*Set problem*:
Convert the records, starting at the first line and ending at the line that contains "[371,68,450,77]", into a Markdown table with the columns Row and Line, and skip any blank lines. Leave the pictures out of the table.

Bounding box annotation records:
— START —
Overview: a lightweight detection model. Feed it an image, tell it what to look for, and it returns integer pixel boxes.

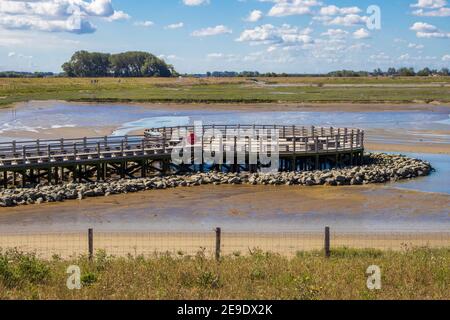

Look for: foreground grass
[0,77,450,106]
[0,248,450,300]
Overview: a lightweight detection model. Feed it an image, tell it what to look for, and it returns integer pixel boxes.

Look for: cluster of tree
[206,71,312,78]
[0,71,56,78]
[327,70,370,78]
[202,68,450,78]
[62,51,177,77]
[371,68,450,77]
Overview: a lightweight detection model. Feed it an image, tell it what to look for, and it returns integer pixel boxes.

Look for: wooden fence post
[216,228,222,261]
[88,229,94,261]
[325,227,331,258]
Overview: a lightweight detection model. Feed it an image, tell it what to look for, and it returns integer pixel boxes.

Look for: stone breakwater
[0,154,433,207]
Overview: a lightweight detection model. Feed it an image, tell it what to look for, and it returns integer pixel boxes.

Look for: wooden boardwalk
[0,125,364,187]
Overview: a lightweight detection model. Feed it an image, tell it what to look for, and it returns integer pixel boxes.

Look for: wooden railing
[0,125,364,168]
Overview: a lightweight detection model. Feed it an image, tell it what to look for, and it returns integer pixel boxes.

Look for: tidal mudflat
[0,102,450,232]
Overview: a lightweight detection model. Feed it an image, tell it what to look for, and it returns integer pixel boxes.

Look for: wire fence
[0,228,450,259]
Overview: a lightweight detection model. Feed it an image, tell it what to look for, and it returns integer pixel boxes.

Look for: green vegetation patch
[0,248,450,300]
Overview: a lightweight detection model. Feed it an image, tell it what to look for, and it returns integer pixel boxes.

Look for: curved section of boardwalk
[0,125,364,187]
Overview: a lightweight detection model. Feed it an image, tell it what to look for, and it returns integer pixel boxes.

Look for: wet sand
[0,185,450,233]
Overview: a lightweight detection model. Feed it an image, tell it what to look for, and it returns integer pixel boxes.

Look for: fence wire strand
[0,231,450,258]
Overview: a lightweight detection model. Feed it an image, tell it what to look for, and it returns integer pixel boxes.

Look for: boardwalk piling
[325,227,331,258]
[88,229,94,261]
[216,228,222,261]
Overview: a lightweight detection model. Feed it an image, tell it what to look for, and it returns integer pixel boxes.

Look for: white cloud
[324,14,368,27]
[408,43,425,50]
[353,28,370,39]
[236,24,313,45]
[165,22,184,29]
[410,22,438,32]
[158,54,183,60]
[106,11,131,21]
[411,0,447,9]
[0,0,130,34]
[319,5,361,16]
[322,29,348,39]
[411,0,450,17]
[183,0,209,7]
[410,22,450,39]
[191,25,233,37]
[134,21,155,28]
[245,10,263,22]
[206,52,240,62]
[268,0,321,17]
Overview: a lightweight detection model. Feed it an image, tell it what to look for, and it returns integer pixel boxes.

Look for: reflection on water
[0,103,450,231]
[395,153,450,194]
[112,116,189,137]
[0,103,450,135]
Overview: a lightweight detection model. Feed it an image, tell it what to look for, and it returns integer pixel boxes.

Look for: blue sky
[0,0,450,73]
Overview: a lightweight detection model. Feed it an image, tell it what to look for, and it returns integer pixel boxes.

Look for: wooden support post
[3,171,8,189]
[88,229,94,261]
[47,167,53,184]
[141,160,147,178]
[216,228,222,261]
[55,167,59,184]
[120,161,126,179]
[325,227,331,258]
[96,163,102,181]
[22,170,27,188]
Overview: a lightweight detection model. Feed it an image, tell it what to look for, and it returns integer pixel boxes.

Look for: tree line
[205,68,450,78]
[62,51,177,77]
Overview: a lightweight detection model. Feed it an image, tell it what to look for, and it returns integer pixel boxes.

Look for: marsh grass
[0,77,450,106]
[0,248,450,300]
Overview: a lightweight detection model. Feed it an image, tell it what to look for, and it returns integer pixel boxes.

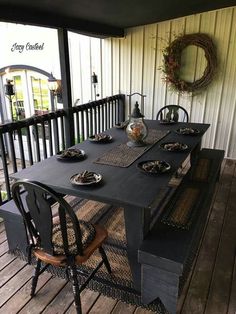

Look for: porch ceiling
[0,0,236,37]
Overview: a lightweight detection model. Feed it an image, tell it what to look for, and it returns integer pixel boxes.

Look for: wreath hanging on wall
[162,33,217,93]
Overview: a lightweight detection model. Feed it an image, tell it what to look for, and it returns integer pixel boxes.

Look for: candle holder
[126,101,148,147]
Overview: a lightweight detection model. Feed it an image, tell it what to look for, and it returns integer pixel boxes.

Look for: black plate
[88,133,112,143]
[137,160,171,174]
[159,119,177,124]
[115,121,129,129]
[70,172,102,185]
[160,142,188,152]
[176,128,200,135]
[56,148,85,161]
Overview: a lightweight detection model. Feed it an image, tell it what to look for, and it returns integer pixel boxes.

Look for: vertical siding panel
[102,7,236,158]
[191,11,216,122]
[204,10,231,147]
[120,32,131,117]
[101,38,113,98]
[226,103,236,158]
[152,21,170,118]
[165,18,185,109]
[142,24,157,119]
[80,35,93,103]
[112,38,121,95]
[215,9,236,150]
[90,38,102,103]
[131,26,144,98]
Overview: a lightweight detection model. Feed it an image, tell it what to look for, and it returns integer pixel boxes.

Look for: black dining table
[11,120,210,291]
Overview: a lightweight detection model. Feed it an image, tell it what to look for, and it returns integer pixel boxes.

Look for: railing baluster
[0,128,11,200]
[53,116,60,153]
[93,106,98,134]
[89,104,94,136]
[33,121,41,162]
[25,125,34,165]
[98,105,101,133]
[80,111,85,141]
[0,95,125,202]
[60,116,66,150]
[74,112,80,143]
[85,107,92,138]
[48,119,53,156]
[8,130,17,172]
[17,128,25,169]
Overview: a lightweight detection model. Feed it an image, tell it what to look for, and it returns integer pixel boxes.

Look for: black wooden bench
[138,149,224,313]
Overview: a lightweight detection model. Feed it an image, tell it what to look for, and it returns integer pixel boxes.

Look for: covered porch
[0,159,236,314]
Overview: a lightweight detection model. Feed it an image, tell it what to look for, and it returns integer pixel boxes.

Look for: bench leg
[2,214,28,257]
[141,264,179,314]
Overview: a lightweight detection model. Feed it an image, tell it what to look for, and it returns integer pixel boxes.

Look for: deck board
[0,160,236,314]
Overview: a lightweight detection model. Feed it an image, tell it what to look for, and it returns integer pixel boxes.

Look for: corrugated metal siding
[69,7,236,158]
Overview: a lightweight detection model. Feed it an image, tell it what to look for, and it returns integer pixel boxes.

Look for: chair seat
[52,216,96,255]
[33,225,108,267]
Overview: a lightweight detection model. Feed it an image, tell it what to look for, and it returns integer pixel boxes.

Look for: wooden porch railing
[0,94,125,204]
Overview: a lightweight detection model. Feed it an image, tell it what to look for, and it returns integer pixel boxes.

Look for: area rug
[50,196,167,314]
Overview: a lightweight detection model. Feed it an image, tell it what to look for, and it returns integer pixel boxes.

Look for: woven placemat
[94,129,169,168]
[161,187,200,229]
[191,158,213,182]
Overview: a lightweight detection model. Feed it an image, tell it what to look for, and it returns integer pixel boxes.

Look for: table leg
[124,207,150,291]
[190,142,201,166]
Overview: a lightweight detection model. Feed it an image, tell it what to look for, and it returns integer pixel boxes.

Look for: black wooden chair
[156,105,189,122]
[12,180,111,313]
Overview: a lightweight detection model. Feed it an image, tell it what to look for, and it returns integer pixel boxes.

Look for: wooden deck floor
[0,160,236,314]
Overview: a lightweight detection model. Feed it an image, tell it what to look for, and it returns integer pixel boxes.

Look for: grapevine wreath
[162,33,217,93]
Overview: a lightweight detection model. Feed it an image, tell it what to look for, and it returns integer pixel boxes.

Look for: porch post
[57,28,75,147]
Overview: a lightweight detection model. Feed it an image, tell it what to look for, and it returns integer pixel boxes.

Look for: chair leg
[30,259,41,297]
[69,265,82,314]
[99,246,112,274]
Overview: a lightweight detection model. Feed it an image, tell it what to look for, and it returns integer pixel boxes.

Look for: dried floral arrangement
[162,33,217,93]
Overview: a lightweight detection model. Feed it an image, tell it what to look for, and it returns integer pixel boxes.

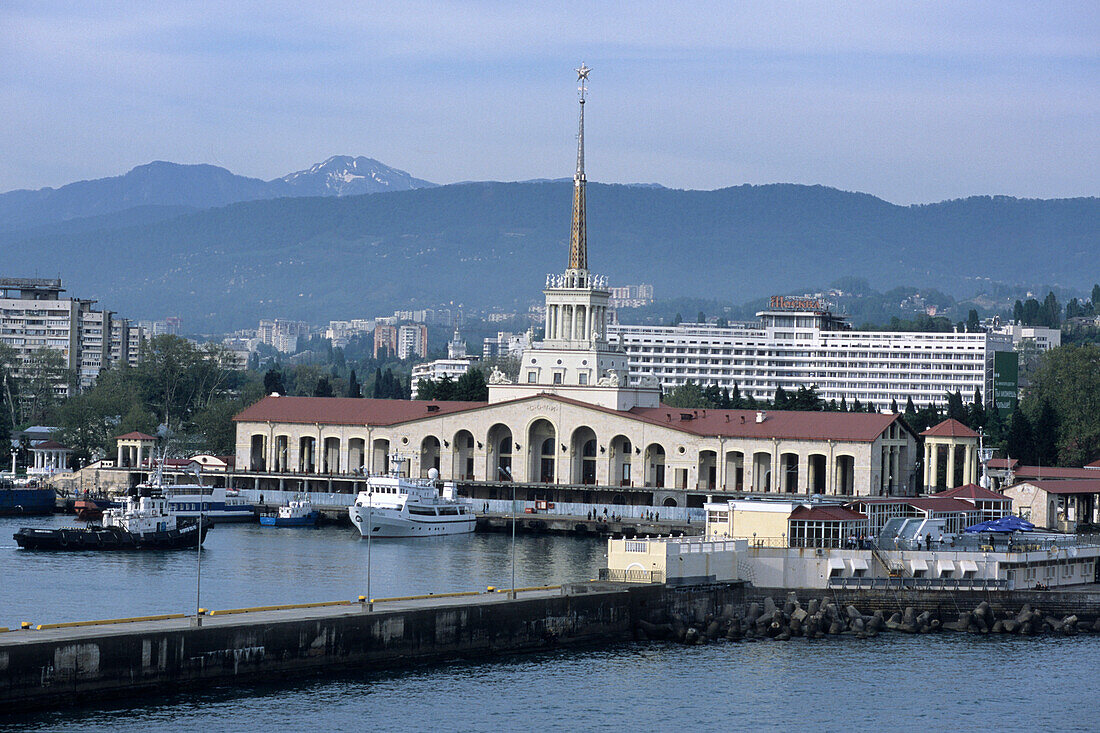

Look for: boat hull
[260,512,320,527]
[0,489,57,516]
[12,522,210,553]
[349,506,477,538]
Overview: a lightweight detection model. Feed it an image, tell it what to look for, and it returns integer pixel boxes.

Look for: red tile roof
[846,495,975,512]
[630,405,903,442]
[936,477,1007,502]
[114,430,156,440]
[233,393,904,442]
[921,417,978,438]
[1010,479,1100,494]
[789,506,867,522]
[1012,466,1100,481]
[233,396,487,425]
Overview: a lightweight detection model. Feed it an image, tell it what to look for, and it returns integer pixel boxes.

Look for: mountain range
[0,158,1100,332]
[0,155,436,231]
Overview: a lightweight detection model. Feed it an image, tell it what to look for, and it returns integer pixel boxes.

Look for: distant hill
[272,155,436,196]
[0,183,1100,330]
[0,155,435,231]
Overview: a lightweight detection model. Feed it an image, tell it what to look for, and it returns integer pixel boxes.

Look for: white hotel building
[608,298,1012,411]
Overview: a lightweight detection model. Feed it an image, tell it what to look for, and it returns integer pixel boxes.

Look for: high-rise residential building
[0,277,142,396]
[609,296,1012,409]
[256,318,309,353]
[397,324,428,359]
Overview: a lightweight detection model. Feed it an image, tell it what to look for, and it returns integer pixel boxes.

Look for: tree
[662,382,706,407]
[454,369,488,402]
[1004,406,1035,466]
[947,390,968,425]
[1032,400,1060,466]
[314,376,336,397]
[1025,344,1100,466]
[264,369,286,394]
[967,387,987,430]
[966,308,981,333]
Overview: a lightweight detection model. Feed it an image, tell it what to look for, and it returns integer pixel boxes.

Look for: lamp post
[501,466,516,601]
[366,481,374,611]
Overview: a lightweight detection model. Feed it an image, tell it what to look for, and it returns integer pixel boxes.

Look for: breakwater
— END —
*Task solution*:
| Row | Line |
|---|---|
| 1 | Overview: a lightweight detection model. Feed it an image, tell it what to look for, and it returns integer pixel boxes. |
| 2 | Look for: foreground grass |
| 3 | [0,77,450,106] |
| 4 | [0,248,450,300] |
| 5 | Overview: a lightweight detection model. Feed it an image, tell it what to look for, and it returns integer pixel boxes. |
| 6 | Look for: cluster of tree |
| 7 | [206,71,312,78] |
| 8 | [0,71,56,78] |
| 9 | [327,70,370,78] |
| 10 | [202,68,450,78] |
| 11 | [62,51,177,77] |
| 12 | [371,68,450,77] |